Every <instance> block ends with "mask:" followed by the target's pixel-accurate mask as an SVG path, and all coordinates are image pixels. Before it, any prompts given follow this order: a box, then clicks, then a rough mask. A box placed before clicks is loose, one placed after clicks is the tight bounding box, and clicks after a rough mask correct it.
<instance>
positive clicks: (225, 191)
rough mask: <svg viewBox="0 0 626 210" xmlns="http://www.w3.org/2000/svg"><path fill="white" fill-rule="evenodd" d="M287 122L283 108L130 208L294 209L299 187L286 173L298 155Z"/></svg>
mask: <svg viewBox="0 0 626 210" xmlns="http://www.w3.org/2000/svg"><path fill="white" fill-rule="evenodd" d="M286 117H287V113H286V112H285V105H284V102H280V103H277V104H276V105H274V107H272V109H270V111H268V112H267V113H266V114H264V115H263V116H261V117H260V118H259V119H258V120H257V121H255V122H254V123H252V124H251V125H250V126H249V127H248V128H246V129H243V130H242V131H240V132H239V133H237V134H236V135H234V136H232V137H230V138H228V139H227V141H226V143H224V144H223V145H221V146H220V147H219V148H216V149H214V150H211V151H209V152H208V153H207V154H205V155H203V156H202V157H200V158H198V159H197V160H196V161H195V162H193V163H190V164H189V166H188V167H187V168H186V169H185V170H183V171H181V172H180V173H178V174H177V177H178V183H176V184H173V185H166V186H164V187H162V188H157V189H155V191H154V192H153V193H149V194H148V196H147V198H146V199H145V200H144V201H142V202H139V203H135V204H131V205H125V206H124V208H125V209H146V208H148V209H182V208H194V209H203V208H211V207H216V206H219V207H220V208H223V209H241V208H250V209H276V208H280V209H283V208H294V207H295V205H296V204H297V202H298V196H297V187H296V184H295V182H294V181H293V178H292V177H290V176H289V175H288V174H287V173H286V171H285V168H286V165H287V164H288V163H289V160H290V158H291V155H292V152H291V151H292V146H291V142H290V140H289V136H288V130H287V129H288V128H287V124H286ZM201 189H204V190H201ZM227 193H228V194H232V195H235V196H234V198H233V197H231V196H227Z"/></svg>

===

◆ **WORK ORDER**
Reproduce the records above exactly. Leave nothing out.

◆ **EXPECTED OUTPUT**
Every <instance> block ends with "mask:" followed by the target's pixel-accurate mask as an SVG path, and all coordinates are image pixels. Before it, any prompts given follow this order: a box, then clicks, then a rough mask. A box placed before clicks is loose, one placed after clicks is the tight bounding box, and clicks after a rough mask correct it.
<instance>
positive clicks: (225, 191)
rough mask: <svg viewBox="0 0 626 210" xmlns="http://www.w3.org/2000/svg"><path fill="white" fill-rule="evenodd" d="M287 122L283 108L130 208L294 209L299 187L286 173L298 155Z"/></svg>
mask: <svg viewBox="0 0 626 210" xmlns="http://www.w3.org/2000/svg"><path fill="white" fill-rule="evenodd" d="M286 117H287V113H286V112H285V105H284V102H280V103H277V104H276V105H274V107H272V109H270V111H268V112H267V113H266V114H264V115H263V116H261V117H260V118H259V119H258V120H257V121H255V122H254V123H252V124H251V125H250V126H249V127H248V128H246V129H243V130H242V131H240V132H239V133H237V134H236V135H234V136H232V137H230V138H228V139H227V141H226V143H224V144H223V145H221V146H220V147H219V148H216V149H214V150H211V151H209V152H208V153H207V154H205V155H203V156H202V157H200V158H198V159H197V160H196V161H195V162H193V163H190V164H189V166H188V167H187V168H186V169H185V170H183V171H181V172H180V173H178V174H177V177H178V183H176V184H173V185H166V186H164V187H162V188H157V189H155V191H154V192H153V193H149V194H148V196H147V198H146V199H145V200H144V201H142V202H139V203H135V204H131V205H125V206H124V208H125V209H146V208H148V209H182V208H194V209H203V208H211V207H216V206H219V207H220V208H223V209H241V208H250V209H276V208H280V209H283V208H294V207H295V205H296V204H297V202H298V196H297V187H296V184H295V182H294V181H293V178H292V177H290V176H289V175H288V174H287V173H286V171H285V168H286V165H287V164H288V163H289V160H290V158H291V155H292V152H291V151H292V146H291V142H290V140H289V136H288V130H287V129H288V128H287V124H286ZM201 189H204V190H201ZM227 193H228V194H232V195H235V196H234V198H233V197H231V196H227Z"/></svg>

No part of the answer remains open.